>>>>>

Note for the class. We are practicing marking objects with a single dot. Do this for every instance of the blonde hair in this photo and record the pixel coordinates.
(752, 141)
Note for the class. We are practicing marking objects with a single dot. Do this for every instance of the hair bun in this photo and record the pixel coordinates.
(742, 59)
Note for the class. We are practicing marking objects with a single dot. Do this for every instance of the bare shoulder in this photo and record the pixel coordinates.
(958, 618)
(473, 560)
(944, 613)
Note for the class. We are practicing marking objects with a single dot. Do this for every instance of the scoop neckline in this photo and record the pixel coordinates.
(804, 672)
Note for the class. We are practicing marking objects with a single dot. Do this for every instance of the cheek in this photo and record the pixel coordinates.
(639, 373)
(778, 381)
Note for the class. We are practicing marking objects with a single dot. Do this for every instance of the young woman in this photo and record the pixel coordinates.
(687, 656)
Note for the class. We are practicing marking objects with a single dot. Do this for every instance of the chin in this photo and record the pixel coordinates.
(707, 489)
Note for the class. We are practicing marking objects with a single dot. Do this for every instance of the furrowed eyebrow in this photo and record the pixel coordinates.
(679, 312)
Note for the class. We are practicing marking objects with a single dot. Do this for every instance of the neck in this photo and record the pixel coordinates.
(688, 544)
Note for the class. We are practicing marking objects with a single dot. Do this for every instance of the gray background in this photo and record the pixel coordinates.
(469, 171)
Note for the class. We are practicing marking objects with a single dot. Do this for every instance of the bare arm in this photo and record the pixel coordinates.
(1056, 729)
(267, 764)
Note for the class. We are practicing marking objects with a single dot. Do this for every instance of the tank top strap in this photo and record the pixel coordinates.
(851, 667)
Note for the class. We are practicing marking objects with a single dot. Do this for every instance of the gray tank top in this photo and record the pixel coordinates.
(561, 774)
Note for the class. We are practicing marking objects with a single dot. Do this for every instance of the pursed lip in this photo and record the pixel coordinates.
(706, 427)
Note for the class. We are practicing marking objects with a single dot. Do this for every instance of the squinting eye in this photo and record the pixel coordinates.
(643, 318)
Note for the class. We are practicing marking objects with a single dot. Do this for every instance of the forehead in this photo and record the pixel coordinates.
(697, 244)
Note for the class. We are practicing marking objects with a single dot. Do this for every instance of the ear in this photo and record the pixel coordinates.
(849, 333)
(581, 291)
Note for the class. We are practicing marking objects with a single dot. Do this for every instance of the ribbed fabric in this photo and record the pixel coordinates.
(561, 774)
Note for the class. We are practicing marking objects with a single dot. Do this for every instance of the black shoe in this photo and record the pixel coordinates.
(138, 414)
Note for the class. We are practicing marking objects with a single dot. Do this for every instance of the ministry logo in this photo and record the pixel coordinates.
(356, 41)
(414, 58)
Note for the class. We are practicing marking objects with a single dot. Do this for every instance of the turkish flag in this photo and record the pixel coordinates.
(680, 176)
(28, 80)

<<<<<

REQUIRED TASK
Reproduce word for word the lines of the listing between the line containing "of the ministry" and the end of the listing, inclusive.

FULL ANSWER
Note for the class. We are practicing marking objects with a single dot. Do this for every instance of the ministry logo in this photo and record the pixel coordinates.
(356, 41)
(414, 58)
Note for the class. We are practicing marking objects with a single dot. Do this for every instance of the turkish flag in this photo and record the pixel coordinates.
(680, 176)
(28, 80)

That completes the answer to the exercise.